● **READING TEXT**

But with so many phones coming out in the near future powered by the Android OS, Google is facing the same sort of issues that Java has always faced.
For one, there's hardware fragmentation. With so many different handsets, developing games that utilise both the power of the high end while running on the low end will be a headache for developers.
Secondly, there's the issue of memory: the more technically ambitious games would require more memory, which isn't always freely available in the existing handsets. The use of SD cards for extra memory compared with Apple's internal flash memory seems very backward.
Android will continue to grow, but the standardisation of the App Store and the iPhone models (as well as the iPad) means developers all drink from the same cup, as it were, which has played a big part in Apple's success.
Android will likely replace Java as a hugely pervasive platform plagued with fragmentation issues and other problems, meaning that Android games will do well in terms of sheer volume but won't be revolutionary in the way iPhone games have been.
Still, as growing support and sales have shown, the Android OS is set to eat at Apple's smartphone stronghold, and by the looks of some of the handsets featured below it's more than armed and ready for the smartphone battle.
It's clear Google is going for breadth rather than depth, but it looks like it's working when it comes to getting the little green robot OS popular.
In terms of specification, the HTC Legend is reminiscent of the Hero. Which is by no means a bad thing when you consider the Hero was the UK's most popular Android phone of 2009.
The Legend retains the 3.2-inch screen of its younger brother, but adds in some oomph in the form of AMOLED technology, allowing for deeper colour and brighter contrast.

● **DATASET CONTENT**
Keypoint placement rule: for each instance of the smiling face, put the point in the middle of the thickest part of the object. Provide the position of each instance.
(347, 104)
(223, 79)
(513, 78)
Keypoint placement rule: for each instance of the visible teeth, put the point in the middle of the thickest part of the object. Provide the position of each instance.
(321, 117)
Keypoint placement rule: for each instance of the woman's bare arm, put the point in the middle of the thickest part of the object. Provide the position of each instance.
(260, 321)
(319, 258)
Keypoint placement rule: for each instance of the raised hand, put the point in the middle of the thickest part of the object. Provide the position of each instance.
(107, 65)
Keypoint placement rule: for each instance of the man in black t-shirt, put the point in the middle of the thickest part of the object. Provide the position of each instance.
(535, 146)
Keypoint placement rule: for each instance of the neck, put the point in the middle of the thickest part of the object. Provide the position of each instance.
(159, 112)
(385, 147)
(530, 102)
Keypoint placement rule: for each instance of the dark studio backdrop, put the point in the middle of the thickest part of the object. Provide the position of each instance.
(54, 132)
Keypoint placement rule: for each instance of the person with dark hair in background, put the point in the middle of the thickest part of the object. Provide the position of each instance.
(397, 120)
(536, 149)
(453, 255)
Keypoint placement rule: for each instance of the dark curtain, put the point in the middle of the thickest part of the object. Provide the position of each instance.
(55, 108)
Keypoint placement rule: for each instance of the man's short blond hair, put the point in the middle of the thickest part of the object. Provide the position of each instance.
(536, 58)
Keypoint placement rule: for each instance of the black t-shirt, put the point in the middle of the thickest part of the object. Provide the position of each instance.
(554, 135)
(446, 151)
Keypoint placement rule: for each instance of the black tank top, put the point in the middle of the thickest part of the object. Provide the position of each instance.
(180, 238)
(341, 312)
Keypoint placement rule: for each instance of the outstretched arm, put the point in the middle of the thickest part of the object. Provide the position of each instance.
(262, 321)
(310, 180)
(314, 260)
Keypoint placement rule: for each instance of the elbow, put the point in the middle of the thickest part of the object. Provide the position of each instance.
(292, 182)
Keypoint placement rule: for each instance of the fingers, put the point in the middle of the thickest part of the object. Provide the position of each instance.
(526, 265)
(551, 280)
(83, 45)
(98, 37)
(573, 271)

● **TASK SET**
**a)** In the Android text, which phone was the UK's most popular Android phone of 2009?
**b)** Please reproduce the Android text from the words "Android will continue" up to and including the words "in Apple's success.".
**c)** Turn the paragraph of the Android text that starts with "Secondly, there's the issue of memory" into a short list that keeps its main facts.

● **RESULTS BY TASK**
**a)** The Hero.

**b)**
Android will continue to grow, but the standardisation of the App Store and the iPhone models (as well as the iPad) means developers all drink from the same cup, as it were, which has played a big part in Apple's success.

**c)**
- More technically ambitious games would need more memory.
- Existing handsets don't always have that memory freely available.
- Using SD cards for extra memory seems very backward compared with Apple's internal flash memory.